** Begin Source records **

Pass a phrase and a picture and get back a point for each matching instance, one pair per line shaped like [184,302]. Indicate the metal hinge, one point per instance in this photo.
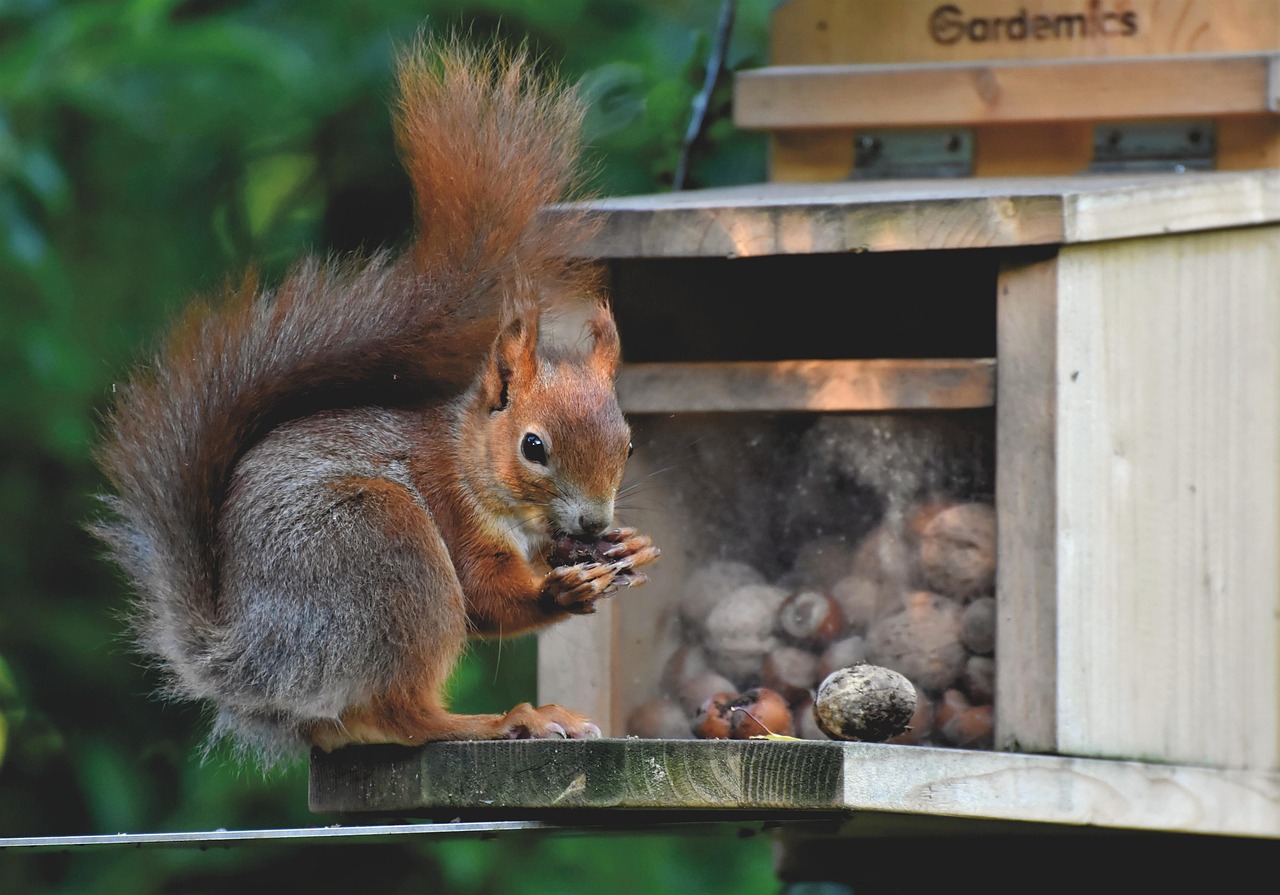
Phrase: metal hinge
[906,154]
[1162,146]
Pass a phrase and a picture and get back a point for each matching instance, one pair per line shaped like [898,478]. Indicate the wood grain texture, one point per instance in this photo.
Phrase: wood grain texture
[1169,498]
[1025,501]
[910,215]
[808,386]
[874,31]
[677,777]
[973,94]
[627,774]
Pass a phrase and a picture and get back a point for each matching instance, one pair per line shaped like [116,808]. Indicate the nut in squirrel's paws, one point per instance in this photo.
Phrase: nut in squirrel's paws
[615,556]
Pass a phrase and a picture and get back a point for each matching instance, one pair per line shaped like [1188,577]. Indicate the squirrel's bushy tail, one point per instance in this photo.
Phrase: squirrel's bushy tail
[488,144]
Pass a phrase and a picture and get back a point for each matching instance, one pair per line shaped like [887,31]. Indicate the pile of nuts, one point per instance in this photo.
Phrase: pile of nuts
[915,594]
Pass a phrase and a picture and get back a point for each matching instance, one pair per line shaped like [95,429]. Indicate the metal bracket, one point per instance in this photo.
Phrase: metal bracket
[906,154]
[1166,146]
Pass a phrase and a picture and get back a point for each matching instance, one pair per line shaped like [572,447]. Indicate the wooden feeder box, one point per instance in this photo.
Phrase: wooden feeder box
[1091,355]
[1006,87]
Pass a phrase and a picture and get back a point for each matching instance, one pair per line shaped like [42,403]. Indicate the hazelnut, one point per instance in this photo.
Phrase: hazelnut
[979,679]
[698,689]
[758,712]
[920,642]
[810,619]
[740,630]
[864,601]
[708,585]
[978,626]
[791,671]
[841,653]
[919,729]
[958,551]
[864,702]
[658,718]
[753,713]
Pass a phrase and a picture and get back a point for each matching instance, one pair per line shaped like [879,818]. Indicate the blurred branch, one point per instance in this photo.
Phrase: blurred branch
[714,63]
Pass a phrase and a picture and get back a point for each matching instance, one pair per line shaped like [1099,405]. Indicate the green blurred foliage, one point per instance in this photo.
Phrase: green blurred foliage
[149,151]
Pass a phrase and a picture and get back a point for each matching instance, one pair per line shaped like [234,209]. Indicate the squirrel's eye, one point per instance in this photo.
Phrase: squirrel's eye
[531,446]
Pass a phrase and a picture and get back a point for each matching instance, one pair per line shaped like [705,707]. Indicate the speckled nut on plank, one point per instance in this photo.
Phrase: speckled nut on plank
[864,702]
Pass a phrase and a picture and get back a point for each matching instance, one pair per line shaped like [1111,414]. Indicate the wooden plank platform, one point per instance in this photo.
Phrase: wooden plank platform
[931,214]
[684,777]
[1004,92]
[808,386]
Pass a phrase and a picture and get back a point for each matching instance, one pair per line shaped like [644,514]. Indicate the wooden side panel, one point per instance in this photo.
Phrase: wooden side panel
[920,95]
[808,386]
[881,31]
[1169,498]
[1027,543]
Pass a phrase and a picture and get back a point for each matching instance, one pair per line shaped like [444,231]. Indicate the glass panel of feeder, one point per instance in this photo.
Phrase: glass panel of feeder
[795,544]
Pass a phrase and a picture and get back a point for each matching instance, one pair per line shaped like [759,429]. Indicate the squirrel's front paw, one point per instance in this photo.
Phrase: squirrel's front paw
[584,572]
[576,588]
[626,549]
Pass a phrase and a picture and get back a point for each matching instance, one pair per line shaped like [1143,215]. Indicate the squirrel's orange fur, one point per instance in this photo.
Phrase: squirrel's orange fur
[323,489]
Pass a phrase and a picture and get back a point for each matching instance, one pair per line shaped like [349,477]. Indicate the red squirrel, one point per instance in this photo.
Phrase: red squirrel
[321,491]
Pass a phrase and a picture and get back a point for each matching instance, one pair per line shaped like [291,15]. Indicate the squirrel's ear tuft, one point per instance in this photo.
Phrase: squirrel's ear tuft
[513,359]
[607,347]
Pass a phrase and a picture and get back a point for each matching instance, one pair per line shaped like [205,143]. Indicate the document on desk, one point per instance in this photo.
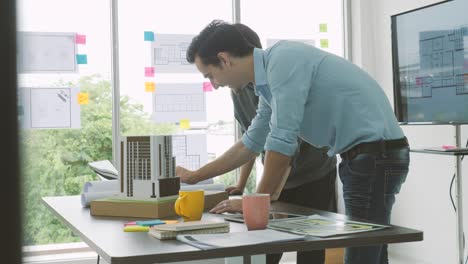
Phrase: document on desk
[317,225]
[210,241]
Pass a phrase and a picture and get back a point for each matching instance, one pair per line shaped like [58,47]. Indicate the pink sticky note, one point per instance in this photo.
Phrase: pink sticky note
[149,71]
[207,87]
[80,39]
[418,80]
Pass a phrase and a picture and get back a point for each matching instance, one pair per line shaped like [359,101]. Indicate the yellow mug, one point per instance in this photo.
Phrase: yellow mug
[190,205]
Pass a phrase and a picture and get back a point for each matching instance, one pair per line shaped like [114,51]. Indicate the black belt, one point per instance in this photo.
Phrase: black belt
[375,147]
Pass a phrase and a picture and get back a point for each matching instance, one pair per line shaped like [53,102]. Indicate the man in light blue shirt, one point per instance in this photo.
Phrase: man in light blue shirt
[321,98]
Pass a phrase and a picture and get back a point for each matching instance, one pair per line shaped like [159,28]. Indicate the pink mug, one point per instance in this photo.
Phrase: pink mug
[255,208]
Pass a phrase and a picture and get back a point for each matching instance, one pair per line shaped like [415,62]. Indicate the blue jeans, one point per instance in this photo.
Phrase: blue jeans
[370,183]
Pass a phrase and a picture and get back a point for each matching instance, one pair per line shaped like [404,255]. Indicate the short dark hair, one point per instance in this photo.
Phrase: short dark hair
[249,35]
[218,36]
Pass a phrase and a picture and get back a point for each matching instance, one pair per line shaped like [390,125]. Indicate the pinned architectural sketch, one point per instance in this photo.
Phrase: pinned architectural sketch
[168,54]
[271,42]
[148,167]
[179,101]
[49,108]
[190,150]
[40,52]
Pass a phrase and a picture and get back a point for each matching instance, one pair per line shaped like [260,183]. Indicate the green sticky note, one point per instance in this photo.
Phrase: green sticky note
[324,43]
[323,27]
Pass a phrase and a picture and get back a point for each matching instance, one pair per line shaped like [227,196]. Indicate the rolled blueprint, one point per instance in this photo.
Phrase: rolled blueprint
[101,186]
[206,187]
[93,190]
[86,198]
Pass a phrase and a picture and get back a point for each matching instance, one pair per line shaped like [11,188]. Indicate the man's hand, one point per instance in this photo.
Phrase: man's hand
[186,176]
[231,206]
[235,190]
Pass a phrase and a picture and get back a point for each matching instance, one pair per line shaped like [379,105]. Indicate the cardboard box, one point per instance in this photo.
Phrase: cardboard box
[149,208]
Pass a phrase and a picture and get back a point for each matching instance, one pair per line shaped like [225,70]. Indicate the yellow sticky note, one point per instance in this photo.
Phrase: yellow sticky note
[149,87]
[185,124]
[323,27]
[324,43]
[83,98]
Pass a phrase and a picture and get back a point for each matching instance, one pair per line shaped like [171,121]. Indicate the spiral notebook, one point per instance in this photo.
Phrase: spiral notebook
[164,234]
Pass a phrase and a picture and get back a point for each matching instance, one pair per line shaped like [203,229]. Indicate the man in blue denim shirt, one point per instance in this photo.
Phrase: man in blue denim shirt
[326,101]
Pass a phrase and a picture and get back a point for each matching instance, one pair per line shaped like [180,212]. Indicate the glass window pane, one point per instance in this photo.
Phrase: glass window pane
[153,37]
[65,108]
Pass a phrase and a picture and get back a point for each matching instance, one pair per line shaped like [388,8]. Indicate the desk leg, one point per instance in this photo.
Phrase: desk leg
[256,259]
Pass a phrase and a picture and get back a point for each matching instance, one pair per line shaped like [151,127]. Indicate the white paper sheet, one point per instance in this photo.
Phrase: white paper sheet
[190,150]
[177,101]
[46,52]
[168,53]
[49,108]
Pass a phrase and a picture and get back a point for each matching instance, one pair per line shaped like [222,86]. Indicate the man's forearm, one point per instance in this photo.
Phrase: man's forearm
[276,165]
[246,169]
[233,158]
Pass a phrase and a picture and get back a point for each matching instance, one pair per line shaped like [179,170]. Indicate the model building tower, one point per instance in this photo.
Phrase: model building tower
[148,167]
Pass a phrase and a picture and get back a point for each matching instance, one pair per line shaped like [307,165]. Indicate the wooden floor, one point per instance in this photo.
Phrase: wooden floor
[332,256]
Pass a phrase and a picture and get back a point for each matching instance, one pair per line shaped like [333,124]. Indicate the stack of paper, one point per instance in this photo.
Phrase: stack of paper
[316,225]
[237,239]
[170,231]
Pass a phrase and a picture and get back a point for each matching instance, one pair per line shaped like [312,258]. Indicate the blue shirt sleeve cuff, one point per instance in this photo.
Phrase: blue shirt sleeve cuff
[250,144]
[288,149]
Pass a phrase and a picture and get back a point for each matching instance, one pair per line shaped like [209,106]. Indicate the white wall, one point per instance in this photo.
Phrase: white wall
[424,202]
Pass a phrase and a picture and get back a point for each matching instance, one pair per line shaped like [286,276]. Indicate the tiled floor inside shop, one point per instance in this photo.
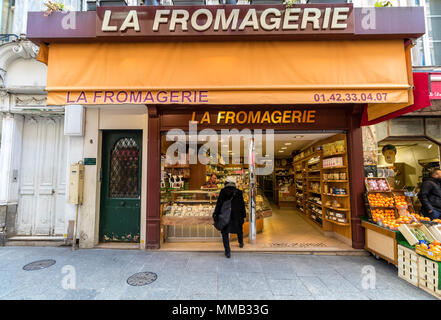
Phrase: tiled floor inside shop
[286,230]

** End Source records **

--- Exercise details ---
Looking at the records above, extract only the lines from the one with "paper, one point per instance in this photo." through the last line, exactly, with the pictures left out.

--- Answer to the task ---
Pass a phrase and a picture and get back a point for each matching instance, one pair per line shaped like [333,124]. Indicate the stack of paper, one point per instance in this photo.
Phrase: stack of paper
[316,225]
[237,239]
[170,231]
Pass a phrase and a picture and get back a point for each matching instance, one pair per line shaped like [312,258]. Indicate the blue shirt sleeve cuff, one point per instance in this photo.
Phrase: blue shirt sleeve cuff
[250,144]
[288,149]
Pass a phrase and a picture and get back a point for each matching instance, one pair per line shaped like [209,106]. Indicate the white wall, one point per instance in this photo.
Phrase: white wall
[424,202]
Pass a phrase and a picture and get back a point for each matching instance, one pair per line shaped like [286,276]. Indicate the tiled floor inside shop, one point per instance in this photo.
Phrase: tiled floor inside shop
[286,230]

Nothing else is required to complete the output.